* **DIRECTIONS**
Please count the lines in the entries below that include the word "shoe", and give only the number.
-------- EXERCISE DATA --------
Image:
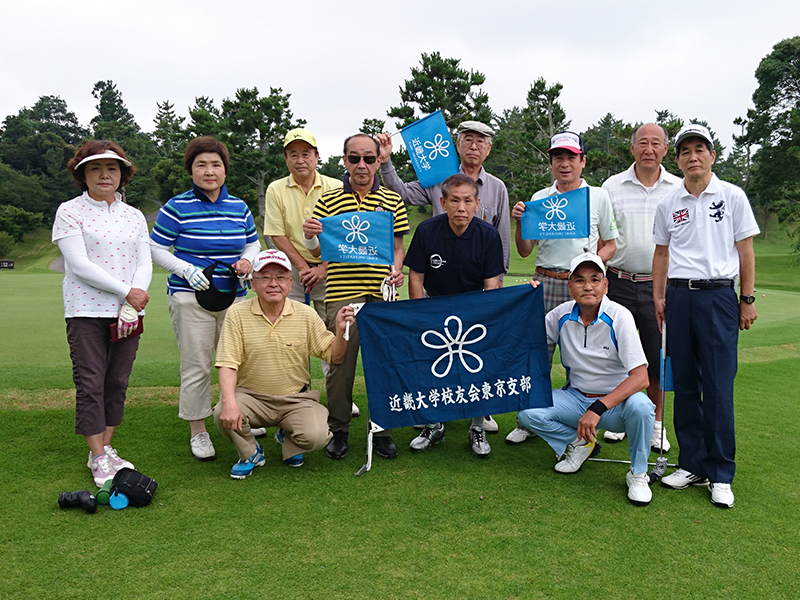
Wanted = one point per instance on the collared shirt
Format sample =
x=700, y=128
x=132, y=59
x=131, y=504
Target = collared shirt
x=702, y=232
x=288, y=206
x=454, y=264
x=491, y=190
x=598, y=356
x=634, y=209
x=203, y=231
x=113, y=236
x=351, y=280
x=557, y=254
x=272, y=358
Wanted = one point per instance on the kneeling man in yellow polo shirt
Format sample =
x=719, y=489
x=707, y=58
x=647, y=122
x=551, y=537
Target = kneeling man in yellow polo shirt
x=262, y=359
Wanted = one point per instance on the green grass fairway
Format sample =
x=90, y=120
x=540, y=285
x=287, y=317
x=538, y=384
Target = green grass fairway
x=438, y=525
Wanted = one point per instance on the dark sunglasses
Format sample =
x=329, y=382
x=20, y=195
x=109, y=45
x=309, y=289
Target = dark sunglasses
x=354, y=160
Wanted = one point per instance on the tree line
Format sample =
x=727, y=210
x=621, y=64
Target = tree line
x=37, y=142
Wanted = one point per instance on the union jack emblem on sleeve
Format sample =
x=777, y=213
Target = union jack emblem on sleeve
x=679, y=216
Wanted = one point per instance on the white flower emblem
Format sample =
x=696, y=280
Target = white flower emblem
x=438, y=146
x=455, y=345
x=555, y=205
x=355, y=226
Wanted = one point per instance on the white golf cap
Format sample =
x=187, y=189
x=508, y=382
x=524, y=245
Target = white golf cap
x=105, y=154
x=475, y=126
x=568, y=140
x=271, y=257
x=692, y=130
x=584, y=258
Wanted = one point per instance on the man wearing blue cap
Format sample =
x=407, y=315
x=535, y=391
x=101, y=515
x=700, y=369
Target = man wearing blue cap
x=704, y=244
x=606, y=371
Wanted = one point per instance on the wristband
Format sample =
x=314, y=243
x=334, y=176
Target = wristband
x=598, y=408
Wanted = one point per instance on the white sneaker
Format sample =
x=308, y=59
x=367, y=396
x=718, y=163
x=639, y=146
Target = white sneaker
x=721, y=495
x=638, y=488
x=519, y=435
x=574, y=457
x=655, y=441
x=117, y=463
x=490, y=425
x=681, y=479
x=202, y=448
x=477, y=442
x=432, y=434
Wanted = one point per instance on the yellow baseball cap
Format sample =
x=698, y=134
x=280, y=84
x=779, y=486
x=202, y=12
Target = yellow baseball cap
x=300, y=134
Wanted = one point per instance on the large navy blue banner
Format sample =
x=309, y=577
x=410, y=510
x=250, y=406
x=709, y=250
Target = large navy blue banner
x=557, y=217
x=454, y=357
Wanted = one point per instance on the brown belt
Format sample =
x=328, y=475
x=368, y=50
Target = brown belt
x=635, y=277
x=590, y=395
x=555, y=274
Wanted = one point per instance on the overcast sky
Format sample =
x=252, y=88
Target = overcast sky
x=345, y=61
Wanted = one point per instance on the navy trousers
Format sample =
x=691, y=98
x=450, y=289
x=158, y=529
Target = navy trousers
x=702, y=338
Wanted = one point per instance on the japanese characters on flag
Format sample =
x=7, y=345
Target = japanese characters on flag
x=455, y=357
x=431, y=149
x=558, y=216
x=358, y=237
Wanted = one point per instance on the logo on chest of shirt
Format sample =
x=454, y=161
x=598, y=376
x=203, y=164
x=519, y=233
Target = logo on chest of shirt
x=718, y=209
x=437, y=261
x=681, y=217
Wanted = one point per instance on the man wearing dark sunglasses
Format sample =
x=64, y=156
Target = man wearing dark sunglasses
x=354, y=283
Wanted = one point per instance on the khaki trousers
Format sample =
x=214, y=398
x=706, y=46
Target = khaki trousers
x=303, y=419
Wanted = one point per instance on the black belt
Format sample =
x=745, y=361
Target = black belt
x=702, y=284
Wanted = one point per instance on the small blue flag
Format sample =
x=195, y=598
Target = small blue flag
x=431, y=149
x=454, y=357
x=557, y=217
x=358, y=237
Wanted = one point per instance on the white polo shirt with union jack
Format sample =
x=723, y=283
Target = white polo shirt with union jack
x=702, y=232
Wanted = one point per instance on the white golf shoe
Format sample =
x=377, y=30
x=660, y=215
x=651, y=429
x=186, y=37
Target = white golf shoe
--------
-------- EXERCISE DATA --------
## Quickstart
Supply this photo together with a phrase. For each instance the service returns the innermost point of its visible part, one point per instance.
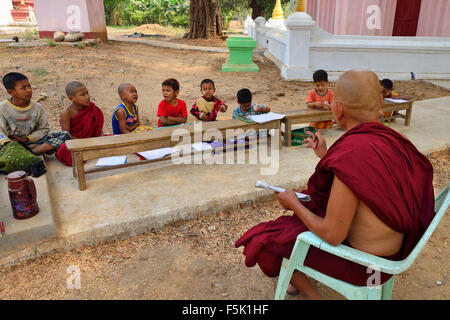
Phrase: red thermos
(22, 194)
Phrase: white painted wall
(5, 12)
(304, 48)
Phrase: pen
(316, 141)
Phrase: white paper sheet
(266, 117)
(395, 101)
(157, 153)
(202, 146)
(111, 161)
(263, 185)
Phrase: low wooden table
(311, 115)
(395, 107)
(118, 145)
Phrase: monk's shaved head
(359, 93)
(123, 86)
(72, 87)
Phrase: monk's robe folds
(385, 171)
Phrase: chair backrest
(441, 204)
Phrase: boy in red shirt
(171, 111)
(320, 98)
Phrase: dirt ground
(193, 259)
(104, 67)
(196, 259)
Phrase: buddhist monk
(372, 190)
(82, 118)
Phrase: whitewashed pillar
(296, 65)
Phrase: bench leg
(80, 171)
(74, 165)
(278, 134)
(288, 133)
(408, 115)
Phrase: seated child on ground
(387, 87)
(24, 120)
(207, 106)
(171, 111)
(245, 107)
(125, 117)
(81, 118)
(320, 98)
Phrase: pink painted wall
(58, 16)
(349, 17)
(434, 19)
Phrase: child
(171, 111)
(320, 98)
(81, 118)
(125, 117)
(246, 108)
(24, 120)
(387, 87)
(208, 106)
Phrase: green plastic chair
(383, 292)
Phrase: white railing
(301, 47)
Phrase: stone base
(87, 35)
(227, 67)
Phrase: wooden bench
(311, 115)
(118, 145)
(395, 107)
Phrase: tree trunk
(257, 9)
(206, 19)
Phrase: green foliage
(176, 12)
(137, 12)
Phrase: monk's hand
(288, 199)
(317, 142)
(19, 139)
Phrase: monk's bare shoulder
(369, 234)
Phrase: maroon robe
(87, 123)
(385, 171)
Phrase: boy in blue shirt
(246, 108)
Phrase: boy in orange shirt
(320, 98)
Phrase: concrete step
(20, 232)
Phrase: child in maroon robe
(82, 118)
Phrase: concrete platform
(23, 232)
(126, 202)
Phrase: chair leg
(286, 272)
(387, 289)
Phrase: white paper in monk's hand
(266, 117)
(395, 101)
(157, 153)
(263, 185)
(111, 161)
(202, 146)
--------
-------- EXERCISE DATA --------
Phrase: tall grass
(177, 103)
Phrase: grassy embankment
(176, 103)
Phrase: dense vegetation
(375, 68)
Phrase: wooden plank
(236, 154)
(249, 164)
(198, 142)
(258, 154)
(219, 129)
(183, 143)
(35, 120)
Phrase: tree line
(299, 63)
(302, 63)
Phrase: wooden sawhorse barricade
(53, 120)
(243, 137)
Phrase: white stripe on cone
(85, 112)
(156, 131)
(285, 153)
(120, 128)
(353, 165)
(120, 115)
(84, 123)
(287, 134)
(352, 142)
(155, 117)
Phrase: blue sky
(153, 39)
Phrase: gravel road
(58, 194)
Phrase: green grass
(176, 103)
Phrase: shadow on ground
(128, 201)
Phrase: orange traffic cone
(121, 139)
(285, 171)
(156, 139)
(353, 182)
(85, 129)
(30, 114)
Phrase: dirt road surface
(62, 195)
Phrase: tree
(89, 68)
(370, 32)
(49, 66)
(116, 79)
--------
* **PROBLEM SOLUTION**
2